#### DOKUMEN ####

Restrukturisasi Utang Whoosh 60 Tahun Dinilai Tak Selesaikan Masalah, Celios: Proyek Tidak Direncanakan Secara Prudent
Jakarta, Framing NewsTV - Rencana pemerintah untuk merestrukturisasi utang proyek Kereta Cepat Jakarta–Bandung (KCJB) atau Whoosh hingga 60 tahun ke depan menuai kritik tajam dari berbagai pihak. Kebijakan perpanjangan tenor utang ini dinilai hanya menunda masalah tanpa menyelesaikan akar persoalan keuangan yang membelit PT Kereta Cepat Indonesia China (KCIC). Jika proyek terus merugi secara operasional, maka upaya restrukturisasi utang sebesar apa pun dianggap tidak akan efektif.
Direktur Ekonomi Digital Center of Economic and Law Studies (Celios), Nailul Huda, menilai wacana restrukturisasi jumbo ini membuktikan bahwa proyek Whoosh sejak awal tidak direncanakan dengan prinsip kehati-hatian atau prudent. Ia menilai, rencana memperpanjang tenor hingga enam dekade hanya akan menambah beban generasi mendatang tanpa menyelesaikan persoalan mendasar yang bersumber dari kesalahan perencanaan awal.
“Proyek yang tidak direncanakan dengan baik dan prudent akan menyebabkan permasalahan di masa depan, dan itu kini terbukti,” tegas Huda dalam keterangannya pada Jumat (24/10/2025).

#### BAHAN YANG DISEDIAKAN ####

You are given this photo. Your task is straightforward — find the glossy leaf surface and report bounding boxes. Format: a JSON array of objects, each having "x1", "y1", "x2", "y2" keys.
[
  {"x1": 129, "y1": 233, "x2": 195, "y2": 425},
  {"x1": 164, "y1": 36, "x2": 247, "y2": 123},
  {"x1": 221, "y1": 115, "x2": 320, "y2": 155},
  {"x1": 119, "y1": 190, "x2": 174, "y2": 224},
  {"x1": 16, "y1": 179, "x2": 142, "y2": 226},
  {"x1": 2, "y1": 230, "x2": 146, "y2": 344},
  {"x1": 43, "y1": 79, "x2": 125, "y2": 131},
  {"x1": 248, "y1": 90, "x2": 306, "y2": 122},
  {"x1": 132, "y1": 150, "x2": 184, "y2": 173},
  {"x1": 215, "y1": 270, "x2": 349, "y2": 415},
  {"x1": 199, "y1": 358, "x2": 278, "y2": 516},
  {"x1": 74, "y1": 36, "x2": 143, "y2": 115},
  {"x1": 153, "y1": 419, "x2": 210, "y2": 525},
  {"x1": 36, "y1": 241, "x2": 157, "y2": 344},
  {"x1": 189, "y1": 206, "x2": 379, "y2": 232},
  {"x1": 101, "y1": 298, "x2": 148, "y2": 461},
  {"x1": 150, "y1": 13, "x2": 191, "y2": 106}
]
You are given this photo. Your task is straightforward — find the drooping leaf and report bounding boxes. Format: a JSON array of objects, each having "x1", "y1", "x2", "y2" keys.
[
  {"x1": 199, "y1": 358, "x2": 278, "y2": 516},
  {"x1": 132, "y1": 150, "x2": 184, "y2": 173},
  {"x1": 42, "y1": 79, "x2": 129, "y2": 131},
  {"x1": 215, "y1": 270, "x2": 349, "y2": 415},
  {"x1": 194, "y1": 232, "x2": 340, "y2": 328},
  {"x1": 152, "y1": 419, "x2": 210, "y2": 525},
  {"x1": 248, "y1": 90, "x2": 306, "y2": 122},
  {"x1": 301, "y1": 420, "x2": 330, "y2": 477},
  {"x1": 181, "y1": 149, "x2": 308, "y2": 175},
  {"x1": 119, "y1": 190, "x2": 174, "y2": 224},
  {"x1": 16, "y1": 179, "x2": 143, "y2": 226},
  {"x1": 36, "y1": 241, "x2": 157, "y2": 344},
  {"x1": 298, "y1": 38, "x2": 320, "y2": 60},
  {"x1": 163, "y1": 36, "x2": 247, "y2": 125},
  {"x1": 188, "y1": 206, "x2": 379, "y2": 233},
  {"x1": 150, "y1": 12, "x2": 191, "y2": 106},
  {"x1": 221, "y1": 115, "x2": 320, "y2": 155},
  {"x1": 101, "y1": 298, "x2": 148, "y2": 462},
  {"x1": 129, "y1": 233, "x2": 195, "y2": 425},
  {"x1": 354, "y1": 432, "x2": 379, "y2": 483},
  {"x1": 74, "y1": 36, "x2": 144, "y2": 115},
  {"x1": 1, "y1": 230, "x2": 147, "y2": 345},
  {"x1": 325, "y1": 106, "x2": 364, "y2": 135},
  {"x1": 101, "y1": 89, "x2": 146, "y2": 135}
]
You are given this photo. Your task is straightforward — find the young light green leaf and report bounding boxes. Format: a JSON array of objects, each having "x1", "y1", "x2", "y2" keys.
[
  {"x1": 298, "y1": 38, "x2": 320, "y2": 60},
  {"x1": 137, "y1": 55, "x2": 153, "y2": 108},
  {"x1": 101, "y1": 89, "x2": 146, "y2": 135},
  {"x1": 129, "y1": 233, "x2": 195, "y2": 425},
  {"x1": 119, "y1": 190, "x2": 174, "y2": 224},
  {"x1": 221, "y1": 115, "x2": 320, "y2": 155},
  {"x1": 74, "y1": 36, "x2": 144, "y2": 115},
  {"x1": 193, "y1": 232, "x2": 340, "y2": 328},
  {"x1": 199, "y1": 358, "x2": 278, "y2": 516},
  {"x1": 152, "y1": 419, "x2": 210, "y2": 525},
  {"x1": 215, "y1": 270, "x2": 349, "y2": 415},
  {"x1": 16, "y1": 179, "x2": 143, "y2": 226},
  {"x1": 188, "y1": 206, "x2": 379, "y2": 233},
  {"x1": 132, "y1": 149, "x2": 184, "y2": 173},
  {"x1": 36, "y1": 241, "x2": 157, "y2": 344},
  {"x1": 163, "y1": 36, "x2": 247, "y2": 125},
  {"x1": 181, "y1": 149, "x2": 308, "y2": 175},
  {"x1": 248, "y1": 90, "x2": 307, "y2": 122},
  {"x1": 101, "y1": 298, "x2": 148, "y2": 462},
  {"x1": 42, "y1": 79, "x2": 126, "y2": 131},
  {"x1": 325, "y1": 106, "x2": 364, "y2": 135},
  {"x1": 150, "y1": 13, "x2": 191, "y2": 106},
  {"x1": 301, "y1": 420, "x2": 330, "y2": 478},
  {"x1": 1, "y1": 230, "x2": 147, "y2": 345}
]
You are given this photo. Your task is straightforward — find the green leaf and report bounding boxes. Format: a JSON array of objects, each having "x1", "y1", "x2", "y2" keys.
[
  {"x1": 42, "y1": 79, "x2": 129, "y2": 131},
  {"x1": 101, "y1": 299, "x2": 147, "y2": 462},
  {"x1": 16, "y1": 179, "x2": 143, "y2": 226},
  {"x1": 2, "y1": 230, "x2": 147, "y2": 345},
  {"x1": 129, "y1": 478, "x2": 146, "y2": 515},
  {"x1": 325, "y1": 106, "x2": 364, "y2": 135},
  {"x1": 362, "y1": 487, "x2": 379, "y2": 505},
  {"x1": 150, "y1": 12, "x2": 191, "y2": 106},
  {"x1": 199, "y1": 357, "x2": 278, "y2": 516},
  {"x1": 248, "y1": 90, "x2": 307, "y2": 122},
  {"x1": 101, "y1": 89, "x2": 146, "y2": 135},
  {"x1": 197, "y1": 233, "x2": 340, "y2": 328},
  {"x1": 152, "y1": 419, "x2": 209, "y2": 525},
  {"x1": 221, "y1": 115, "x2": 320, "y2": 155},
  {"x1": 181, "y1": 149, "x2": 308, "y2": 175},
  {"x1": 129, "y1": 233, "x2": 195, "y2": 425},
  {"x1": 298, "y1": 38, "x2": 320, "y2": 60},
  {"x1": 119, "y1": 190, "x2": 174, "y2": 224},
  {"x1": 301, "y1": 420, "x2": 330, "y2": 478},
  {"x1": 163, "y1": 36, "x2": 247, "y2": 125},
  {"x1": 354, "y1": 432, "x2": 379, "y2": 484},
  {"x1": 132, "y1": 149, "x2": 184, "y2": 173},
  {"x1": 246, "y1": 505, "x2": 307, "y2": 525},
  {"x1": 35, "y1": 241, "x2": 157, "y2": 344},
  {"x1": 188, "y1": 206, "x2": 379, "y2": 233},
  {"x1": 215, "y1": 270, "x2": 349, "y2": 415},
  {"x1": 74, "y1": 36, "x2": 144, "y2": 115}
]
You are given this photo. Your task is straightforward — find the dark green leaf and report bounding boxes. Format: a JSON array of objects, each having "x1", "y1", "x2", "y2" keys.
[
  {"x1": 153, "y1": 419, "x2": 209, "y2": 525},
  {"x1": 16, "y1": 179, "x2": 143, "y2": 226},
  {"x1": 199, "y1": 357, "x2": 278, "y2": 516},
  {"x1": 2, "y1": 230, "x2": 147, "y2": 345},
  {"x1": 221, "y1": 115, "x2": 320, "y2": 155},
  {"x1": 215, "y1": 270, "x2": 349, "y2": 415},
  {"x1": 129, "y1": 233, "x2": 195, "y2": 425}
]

####

**PERMINTAAN:** Tuliskan ulang dokumen tentang restrukturisasi utang Whoosh secara utuh, kata demi kata.

**JAWABAN LENGKAP:**
Restrukturisasi Utang Whoosh 60 Tahun Dinilai Tak Selesaikan Masalah, Celios: Proyek Tidak Direncanakan Secara Prudent
Jakarta, Framing NewsTV - Rencana pemerintah untuk merestrukturisasi utang proyek Kereta Cepat Jakarta–Bandung (KCJB) atau Whoosh hingga 60 tahun ke depan menuai kritik tajam dari berbagai pihak. Kebijakan perpanjangan tenor utang ini dinilai hanya menunda masalah tanpa menyelesaikan akar persoalan keuangan yang membelit PT Kereta Cepat Indonesia China (KCIC). Jika proyek terus merugi secara operasional, maka upaya restrukturisasi utang sebesar apa pun dianggap tidak akan efektif.
Direktur Ekonomi Digital Center of Economic and Law Studies (Celios), Nailul Huda, menilai wacana restrukturisasi jumbo ini membuktikan bahwa proyek Whoosh sejak awal tidak direncanakan dengan prinsip kehati-hatian atau prudent. Ia menilai, rencana memperpanjang tenor hingga enam dekade hanya akan menambah beban generasi mendatang tanpa menyelesaikan persoalan mendasar yang bersumber dari kesalahan perencanaan awal.
“Proyek yang tidak direncanakan dengan baik dan prudent akan menyebabkan permasalahan di masa depan, dan itu kini terbukti,” tegas Huda dalam keterangannya pada Jumat (24/10/2025).